====== Document text ======

Map of the Louisiana Purchase, a notable event in bathroom history

One of the most consequential diplomatic deals in world history—the Louisiana Purchase—was, according to the memoirs of Napoleon’s brother Lucien, negotiated while Napoleon himself was taking a bath.

Lucien recounts that in 1803, Napoleon summoned his siblings to the Tuileries Palace, only to be found lounging in a tub. When his brother Joseph expressed reservations about selling the massive North American territory, Napoleon sulked, splashing water over them in a childish display of irritation. The argument escalated, with Lucien warning, “If I were not your brother, I would be your enemy,” prompting Napoleon to smash a snuff box in frustration. The bath‑time showdown ultimately culminated in the sale of the Louisiana territory to the United States.

1 The Eureka Moment

Statue of Archimedes, a notable event in bathroom history

When it comes to bathroom breakthroughs, none rivals Archimedes’ legendary “Eureka!” episode. King Hieron II of Syracuse commissioned a solid gold crown, suspecting the goldsmith might have swindled him by mixing in silver.

Tasked with proving the crown’s purity, Archimedes stepped into his bathtub and noticed that the water level rose as he submerged himself. He realized that the volume of water displaced matched the volume of his body, leading him to formulate the principle of buoyancy. Overjoyed, he allegedly sprinted through the streets of Syracuse naked, shouting “Eureka!” after confirming that the crown’s density differed from that of pure gold.

The experiment was straightforward: if the crown were truly gold, it would displace the same volume as a pure‑gold bar of equal mass. A lighter alloy would cause a different water displacement, confirming the deception. Archimedes’ insight exposed the goldsmith’s fraud and cemented a foundational concept in physics.

Modern scholarship, however, doubts the literal truth of this tale. The earliest written account appears centuries later in Vitruvius’ works, and Archimedes himself never recorded the incident. Nonetheless, the story endures as a vivid illustration of how a quiet moment in the bathroom can spark world‑changing ideas.

======

• Your tasks:
**A.** In the bathroom history article, where did Napoleon summon his siblings in 1803?
**B.** Reproduce a portion of the bathroom history article word for word, beginning at "Map of the Louisiana" and ending after "the United States.".
These items have no connection to the bathroom history article.

====== Study material ======

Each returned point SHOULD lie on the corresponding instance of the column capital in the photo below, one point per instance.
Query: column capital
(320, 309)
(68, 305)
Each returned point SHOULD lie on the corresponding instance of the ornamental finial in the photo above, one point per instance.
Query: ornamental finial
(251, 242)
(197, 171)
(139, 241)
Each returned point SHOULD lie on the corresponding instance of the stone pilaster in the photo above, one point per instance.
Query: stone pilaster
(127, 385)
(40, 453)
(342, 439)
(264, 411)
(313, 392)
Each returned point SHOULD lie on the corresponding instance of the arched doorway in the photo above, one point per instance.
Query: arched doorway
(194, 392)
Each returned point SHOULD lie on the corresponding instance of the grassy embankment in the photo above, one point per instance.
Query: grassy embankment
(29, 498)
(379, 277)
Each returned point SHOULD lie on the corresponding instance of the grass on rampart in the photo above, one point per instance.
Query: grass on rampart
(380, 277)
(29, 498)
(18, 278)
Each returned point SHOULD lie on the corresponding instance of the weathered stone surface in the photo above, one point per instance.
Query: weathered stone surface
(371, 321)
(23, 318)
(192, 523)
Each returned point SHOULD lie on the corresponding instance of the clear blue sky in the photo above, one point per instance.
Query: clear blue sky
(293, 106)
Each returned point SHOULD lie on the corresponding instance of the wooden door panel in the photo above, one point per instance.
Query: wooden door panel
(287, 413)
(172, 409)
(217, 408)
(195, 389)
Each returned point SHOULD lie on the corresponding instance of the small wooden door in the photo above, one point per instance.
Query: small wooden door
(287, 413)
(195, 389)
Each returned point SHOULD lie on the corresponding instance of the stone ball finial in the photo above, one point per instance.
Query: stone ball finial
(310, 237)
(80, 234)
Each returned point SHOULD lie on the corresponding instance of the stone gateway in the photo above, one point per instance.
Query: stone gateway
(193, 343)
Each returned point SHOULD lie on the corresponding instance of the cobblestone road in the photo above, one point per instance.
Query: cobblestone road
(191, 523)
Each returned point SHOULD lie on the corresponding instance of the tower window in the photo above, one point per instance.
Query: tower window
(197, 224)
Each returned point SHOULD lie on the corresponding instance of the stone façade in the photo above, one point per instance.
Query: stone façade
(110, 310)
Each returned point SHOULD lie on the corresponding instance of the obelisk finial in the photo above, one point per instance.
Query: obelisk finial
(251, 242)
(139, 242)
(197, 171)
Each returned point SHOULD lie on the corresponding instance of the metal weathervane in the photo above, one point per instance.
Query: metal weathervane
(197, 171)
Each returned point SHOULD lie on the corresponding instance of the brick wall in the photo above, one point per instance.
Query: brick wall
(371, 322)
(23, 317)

======

• Task-by-task answers:
**A.** The Tuileries Palace.

**B.**
Map of the Louisiana Purchase, a notable event in bathroom history

One of the most consequential diplomatic deals in world history—the Louisiana Purchase—was, according to the memoirs of Napoleon’s brother Lucien, negotiated while Napoleon himself was taking a bath.

Lucien recounts that in 1803, Napoleon summoned his siblings to the Tuileries Palace, only to be found lounging in a tub. When his brother Joseph expressed reservations about selling the massive North American territory, Napoleon sulked, splashing water over them in a childish display of irritation. The argument escalated, with Lucien warning, “If I were not your brother, I would be your enemy,” prompting Napoleon to smash a snuff box in frustration. The bath‑time showdown ultimately culminated in the sale of the Louisiana territory to the United States.